◆ Your objective: Report back each line of the data that contains the word "rock".

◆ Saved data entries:
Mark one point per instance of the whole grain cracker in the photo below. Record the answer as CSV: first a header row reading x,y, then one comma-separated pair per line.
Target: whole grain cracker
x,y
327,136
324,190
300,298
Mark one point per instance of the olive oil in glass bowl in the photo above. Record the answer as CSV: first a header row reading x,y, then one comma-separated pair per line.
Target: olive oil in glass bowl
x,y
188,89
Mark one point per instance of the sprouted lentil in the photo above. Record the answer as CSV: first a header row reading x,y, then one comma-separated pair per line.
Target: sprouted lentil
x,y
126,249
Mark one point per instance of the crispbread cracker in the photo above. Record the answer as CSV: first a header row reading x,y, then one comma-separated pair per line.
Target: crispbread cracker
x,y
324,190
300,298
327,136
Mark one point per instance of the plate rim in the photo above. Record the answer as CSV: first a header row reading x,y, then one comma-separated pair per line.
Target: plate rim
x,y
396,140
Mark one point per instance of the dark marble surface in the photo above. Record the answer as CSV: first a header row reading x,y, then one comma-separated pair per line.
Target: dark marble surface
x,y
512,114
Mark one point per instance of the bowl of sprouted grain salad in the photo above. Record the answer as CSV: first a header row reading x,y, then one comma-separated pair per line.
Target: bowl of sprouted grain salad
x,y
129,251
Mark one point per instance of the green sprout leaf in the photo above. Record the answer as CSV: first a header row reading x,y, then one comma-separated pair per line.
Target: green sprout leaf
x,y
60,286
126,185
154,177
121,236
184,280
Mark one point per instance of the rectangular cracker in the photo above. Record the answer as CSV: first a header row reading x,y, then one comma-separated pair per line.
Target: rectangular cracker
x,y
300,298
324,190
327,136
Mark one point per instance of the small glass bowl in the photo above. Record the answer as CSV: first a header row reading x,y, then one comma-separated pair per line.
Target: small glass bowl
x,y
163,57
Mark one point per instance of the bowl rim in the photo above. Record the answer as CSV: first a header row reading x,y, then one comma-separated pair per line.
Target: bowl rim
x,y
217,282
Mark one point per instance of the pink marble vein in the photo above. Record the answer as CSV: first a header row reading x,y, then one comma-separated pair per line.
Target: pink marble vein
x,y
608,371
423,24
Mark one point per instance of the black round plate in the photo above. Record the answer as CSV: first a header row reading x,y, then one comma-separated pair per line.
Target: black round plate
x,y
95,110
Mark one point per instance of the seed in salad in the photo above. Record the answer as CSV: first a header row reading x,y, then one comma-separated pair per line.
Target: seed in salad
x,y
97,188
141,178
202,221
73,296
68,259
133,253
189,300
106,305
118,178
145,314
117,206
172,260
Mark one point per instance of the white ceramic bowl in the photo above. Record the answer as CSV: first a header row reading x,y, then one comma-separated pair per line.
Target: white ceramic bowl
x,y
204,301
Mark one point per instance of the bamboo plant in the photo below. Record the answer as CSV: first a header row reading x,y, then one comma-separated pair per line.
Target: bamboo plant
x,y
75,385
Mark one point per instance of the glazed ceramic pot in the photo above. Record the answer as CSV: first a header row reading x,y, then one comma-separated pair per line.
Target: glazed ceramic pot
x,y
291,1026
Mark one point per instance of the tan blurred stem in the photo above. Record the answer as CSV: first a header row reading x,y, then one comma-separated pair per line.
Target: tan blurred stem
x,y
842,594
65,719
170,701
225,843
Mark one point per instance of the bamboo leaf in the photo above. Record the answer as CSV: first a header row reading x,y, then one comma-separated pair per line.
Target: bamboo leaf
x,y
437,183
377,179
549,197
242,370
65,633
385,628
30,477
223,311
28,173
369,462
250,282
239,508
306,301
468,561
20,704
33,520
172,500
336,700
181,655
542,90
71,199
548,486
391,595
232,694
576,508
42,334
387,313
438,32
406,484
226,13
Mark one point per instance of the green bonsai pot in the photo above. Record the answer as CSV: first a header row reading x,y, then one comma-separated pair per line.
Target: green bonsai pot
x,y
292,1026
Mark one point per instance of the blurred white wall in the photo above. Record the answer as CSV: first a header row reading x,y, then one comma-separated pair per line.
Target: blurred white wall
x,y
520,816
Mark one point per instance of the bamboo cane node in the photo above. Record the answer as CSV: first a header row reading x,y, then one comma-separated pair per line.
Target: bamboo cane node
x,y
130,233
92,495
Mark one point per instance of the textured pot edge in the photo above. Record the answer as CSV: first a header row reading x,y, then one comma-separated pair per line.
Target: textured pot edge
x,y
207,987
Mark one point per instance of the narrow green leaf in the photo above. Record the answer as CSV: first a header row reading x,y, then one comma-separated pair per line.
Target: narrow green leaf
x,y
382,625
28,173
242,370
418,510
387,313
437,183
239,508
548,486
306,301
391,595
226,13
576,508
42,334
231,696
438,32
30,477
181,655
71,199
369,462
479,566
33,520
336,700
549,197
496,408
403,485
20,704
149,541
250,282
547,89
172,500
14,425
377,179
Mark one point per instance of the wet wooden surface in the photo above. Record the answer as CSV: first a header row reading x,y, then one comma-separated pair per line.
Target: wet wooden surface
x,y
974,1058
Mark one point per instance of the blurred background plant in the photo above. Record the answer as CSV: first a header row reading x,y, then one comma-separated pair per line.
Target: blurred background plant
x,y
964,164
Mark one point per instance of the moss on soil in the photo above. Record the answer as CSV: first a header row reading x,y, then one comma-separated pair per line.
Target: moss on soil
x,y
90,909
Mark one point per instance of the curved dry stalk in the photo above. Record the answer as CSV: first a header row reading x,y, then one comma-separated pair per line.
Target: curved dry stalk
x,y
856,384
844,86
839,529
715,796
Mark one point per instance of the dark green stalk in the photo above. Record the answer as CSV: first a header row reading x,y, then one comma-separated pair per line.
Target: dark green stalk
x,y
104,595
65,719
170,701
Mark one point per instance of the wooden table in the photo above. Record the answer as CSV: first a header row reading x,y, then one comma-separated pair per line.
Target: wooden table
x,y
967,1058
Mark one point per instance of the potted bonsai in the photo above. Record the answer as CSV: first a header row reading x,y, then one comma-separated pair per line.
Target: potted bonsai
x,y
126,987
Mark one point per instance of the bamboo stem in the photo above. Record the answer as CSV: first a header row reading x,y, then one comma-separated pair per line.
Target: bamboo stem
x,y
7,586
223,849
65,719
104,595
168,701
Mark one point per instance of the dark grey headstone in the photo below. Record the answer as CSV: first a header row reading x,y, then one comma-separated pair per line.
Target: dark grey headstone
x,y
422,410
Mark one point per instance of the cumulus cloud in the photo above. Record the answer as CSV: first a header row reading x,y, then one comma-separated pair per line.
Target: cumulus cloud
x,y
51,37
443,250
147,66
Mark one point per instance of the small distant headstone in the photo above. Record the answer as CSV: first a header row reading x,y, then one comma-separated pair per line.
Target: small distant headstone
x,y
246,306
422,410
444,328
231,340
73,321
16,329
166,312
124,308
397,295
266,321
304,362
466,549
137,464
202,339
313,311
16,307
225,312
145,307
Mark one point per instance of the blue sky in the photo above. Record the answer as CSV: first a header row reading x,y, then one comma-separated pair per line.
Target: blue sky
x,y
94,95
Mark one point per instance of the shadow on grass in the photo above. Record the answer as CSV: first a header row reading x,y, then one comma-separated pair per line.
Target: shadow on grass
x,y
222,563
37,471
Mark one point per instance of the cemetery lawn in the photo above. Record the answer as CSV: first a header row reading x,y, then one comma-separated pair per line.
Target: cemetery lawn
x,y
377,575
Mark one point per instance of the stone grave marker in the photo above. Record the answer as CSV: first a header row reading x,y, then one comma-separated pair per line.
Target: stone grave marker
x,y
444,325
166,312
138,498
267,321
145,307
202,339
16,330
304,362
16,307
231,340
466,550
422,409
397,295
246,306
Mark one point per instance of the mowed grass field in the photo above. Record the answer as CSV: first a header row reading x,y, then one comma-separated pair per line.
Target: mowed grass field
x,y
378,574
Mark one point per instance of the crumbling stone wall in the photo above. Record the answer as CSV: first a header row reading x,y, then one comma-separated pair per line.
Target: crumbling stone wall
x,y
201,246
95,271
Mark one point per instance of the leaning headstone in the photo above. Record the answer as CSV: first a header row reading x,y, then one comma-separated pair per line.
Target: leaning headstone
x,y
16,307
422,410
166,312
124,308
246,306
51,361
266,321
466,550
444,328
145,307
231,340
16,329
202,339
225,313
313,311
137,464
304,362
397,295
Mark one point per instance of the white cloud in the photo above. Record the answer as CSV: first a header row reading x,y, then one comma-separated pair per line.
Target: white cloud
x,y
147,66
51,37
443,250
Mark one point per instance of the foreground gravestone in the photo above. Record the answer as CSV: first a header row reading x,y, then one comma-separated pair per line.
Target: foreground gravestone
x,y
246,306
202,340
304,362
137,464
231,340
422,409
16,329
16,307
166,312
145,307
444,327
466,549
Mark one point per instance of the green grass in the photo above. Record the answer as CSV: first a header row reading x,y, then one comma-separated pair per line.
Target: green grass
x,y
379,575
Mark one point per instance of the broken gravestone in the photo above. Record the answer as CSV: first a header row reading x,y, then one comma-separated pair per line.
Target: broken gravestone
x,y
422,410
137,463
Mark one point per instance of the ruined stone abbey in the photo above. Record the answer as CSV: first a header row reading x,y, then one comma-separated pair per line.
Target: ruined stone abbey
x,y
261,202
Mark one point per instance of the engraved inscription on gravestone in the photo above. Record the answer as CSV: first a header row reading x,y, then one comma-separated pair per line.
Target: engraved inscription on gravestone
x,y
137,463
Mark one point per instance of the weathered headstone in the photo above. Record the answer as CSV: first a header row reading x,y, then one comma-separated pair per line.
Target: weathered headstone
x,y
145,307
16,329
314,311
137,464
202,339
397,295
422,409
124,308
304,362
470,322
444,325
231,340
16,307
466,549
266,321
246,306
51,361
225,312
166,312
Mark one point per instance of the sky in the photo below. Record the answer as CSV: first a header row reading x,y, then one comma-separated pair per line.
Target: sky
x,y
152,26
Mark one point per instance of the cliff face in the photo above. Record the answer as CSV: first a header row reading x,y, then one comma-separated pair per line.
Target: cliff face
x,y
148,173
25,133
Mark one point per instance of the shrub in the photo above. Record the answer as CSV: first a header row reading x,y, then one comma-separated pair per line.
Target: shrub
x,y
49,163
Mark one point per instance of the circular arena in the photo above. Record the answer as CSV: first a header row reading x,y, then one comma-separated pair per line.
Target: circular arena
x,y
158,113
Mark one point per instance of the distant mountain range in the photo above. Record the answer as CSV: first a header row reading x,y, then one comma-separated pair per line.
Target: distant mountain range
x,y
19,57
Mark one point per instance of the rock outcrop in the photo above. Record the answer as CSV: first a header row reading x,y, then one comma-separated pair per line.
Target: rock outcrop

◆ Solution to the problem:
Mark one point per instance of the rock outcrop in the photo above. Record the answer as CSV: first a header row reading x,y, then one comma-separated pair per line.
Target: rock outcrop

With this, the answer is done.